Begin

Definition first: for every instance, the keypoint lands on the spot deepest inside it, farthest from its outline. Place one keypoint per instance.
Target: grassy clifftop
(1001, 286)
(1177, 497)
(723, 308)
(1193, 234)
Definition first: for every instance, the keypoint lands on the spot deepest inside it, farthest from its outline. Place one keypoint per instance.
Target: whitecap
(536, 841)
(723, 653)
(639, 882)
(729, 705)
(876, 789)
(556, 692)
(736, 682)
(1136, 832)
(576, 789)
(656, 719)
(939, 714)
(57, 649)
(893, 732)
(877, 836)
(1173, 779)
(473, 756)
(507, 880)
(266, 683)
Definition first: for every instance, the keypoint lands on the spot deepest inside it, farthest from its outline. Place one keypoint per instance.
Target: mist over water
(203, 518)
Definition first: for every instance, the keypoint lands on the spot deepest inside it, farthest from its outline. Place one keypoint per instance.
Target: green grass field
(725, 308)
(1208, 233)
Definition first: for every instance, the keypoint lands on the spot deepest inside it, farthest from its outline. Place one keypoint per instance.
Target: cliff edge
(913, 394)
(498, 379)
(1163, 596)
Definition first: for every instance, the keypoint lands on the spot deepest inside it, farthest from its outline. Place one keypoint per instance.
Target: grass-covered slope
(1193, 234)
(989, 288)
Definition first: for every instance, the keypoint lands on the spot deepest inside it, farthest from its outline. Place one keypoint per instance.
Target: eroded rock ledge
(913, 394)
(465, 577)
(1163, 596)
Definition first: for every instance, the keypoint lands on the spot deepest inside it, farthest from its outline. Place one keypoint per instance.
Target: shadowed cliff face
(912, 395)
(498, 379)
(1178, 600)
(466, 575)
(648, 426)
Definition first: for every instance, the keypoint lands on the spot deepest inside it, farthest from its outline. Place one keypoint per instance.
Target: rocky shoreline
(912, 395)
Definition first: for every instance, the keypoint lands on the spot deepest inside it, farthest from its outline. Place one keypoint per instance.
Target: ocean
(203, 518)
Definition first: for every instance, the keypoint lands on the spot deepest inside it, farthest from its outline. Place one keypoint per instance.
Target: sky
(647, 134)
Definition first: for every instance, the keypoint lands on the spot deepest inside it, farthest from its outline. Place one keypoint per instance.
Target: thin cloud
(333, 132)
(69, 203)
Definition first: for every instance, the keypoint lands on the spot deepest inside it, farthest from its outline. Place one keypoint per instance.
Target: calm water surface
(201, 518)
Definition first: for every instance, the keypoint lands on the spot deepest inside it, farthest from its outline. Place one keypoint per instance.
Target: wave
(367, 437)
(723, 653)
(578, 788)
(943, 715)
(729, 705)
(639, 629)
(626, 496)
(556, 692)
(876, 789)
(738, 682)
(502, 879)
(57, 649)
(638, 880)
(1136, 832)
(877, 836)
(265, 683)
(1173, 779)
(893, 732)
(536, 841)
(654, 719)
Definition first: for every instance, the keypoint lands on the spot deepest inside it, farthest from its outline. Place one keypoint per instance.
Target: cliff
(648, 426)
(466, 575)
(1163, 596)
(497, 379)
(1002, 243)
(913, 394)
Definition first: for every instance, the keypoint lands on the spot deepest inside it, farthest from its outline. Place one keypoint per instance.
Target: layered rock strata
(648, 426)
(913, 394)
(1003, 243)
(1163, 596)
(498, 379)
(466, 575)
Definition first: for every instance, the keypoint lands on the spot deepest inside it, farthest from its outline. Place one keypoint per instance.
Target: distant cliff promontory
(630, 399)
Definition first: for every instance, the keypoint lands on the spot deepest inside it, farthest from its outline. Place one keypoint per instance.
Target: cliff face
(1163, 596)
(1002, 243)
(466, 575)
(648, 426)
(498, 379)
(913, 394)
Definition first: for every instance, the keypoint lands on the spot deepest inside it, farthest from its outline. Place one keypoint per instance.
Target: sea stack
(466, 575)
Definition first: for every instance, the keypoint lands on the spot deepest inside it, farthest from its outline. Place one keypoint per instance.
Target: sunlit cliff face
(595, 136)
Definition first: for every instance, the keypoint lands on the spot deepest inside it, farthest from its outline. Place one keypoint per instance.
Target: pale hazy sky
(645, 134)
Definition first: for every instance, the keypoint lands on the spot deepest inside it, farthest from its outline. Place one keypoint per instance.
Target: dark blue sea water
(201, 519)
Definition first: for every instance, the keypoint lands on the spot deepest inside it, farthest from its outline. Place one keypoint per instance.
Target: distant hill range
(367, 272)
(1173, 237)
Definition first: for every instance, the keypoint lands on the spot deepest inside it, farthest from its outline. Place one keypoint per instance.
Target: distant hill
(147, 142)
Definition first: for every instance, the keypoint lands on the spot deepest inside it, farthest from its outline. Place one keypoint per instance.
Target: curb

End

■ Work to be completed ■
Would you give the material above again, complete and exact?

■ Result below ■
Definition first: for every instance, the keypoint lands on the spot deepest inside it, farthest from its outline. Place one keypoint per instance.
Target: grassy clifftop
(1001, 286)
(1177, 497)
(723, 308)
(1193, 234)
Definition first: for every instance, the keypoint lands on the spot deepest inside it, farthest from its outline. Place one keypoint per instance.
Target: whitecap
(536, 841)
(723, 653)
(639, 882)
(729, 705)
(876, 789)
(556, 692)
(736, 682)
(1136, 832)
(576, 789)
(656, 719)
(939, 714)
(57, 649)
(893, 732)
(877, 836)
(1173, 779)
(473, 756)
(507, 880)
(266, 683)
Definition first: for every instance, the keypoint lands on the spot deepest inside it, farthest from its outline. Place one keypoint per instance.
Target: mist over water
(203, 518)
Definition first: for every instance, the keypoint lands on the spot deepest inside it, farthest from its outline. Place one keypoint per instance.
Target: green grass field
(725, 308)
(1208, 233)
Definition first: for every instance, the keypoint lands on the spot deepest inside it, farthest from its outline. Place one keypoint per instance.
Target: cliff edge
(913, 394)
(498, 379)
(1163, 596)
Definition first: for every instance, the keypoint lands on the spot deepest inside it, farthest from its outline. Place one keypoint per instance.
Target: grass-covered slope
(1193, 234)
(989, 288)
Definition first: for every instance, the keypoint lands on the spot deepest inside it, farthest from its outline. Place one keypoint per instance.
Target: eroded rock ledge
(913, 394)
(465, 577)
(1163, 596)
Definition first: for every instance, the keypoint lands on the spot deepest inside it, farthest from its outline. Place one keypoint per instance.
Target: shadowed cliff face
(912, 395)
(498, 379)
(1178, 600)
(466, 575)
(648, 426)
Definition first: for every instance, the keypoint lands on the spot deepest inside it, farthest from its outline. Place one keypoint per instance.
Target: rocky shoreline
(912, 395)
Definition first: for every instance, the keypoint lands on the spot deepest inside it, farthest from its outline. Place one keypoint per instance.
Target: ocean
(203, 518)
Definition first: for every instance, the keypoint lands on the spot deepest inside it, farthest from its outline. Place one keypoint per instance.
Target: sky
(647, 134)
Definition first: for every instance, the keypoint lands on the spot deepest inside it, farthest from its outline. Place one keypoint per instance.
Target: thin cloud
(333, 132)
(69, 203)
Definition first: for every instance, the keypoint lands on the spot deepest inside it, farthest from its outline. Place one keypoint per instance.
Target: calm water surface
(201, 518)
Definition first: for every instance, the keypoint lands on the spot deepest inside it, farthest from its outline. Place one keypoint per instance.
Target: wave
(367, 437)
(723, 653)
(578, 788)
(943, 715)
(729, 705)
(639, 629)
(626, 496)
(556, 692)
(876, 789)
(738, 682)
(502, 879)
(57, 649)
(638, 880)
(1136, 832)
(877, 836)
(265, 683)
(1173, 779)
(893, 732)
(536, 841)
(654, 719)
Definition first: for every instance, the keypoint lands on the spot deepest inside it, farthest from its outline. Place one keypoint per instance.
Target: cliff
(648, 426)
(466, 575)
(1163, 596)
(497, 379)
(1002, 243)
(913, 394)
Definition first: for every instance, the keypoint lands on the spot deepest inside it, farthest from its outline. Place one keypoint per instance.
Target: layered rock strata
(648, 426)
(913, 394)
(1003, 243)
(1163, 596)
(498, 379)
(466, 575)
Definition first: for every instance, the keypoint lands on the spot deepest inside it, farthest from its outline. Place one keypoint per instance.
Target: distant cliff promontory
(630, 399)
Definition first: for every instance, the keypoint lands on the spot deepest inside it, farthest from its outline. Place one keypoint per instance.
Target: cliff face
(1163, 596)
(1002, 243)
(466, 575)
(648, 426)
(498, 379)
(913, 394)
Definition first: for every instance, the keypoint lands on the spot deepest inside it, farthest from its outline. Place one keypoint per instance.
Target: sea stack
(466, 575)
Definition first: for every instance, the keypoint lands on the spot deepest inside it, farthest from its outline. Place one keypoint per instance.
Target: sunlit cliff face
(595, 136)
Definition first: for every instance, the keypoint lands on the spot deepest inside it, farthest from its outline. Place one keypoint per instance.
Target: pale hazy sky
(645, 134)
Definition first: for every instance, the keypoint lands on the spot deepest inside it, farthest from its outline. Place one keypoint per instance.
Target: dark blue sea water
(201, 519)
Definition first: for every instance, the keypoint lands on the spot deepest inside it, farthest from its outline. Place one keypoint per instance.
Target: distant hill range
(367, 272)
(1173, 237)
Definition first: for every instance, the keypoint lands on the spot deepest inside it, farthest from its outline. Place one keypoint per instance.
Target: distant hill
(147, 142)
Definition first: for every instance, the keypoint lands on the spot deepest inside it, farthest from its outline. Place one keypoint per instance.
Target: curb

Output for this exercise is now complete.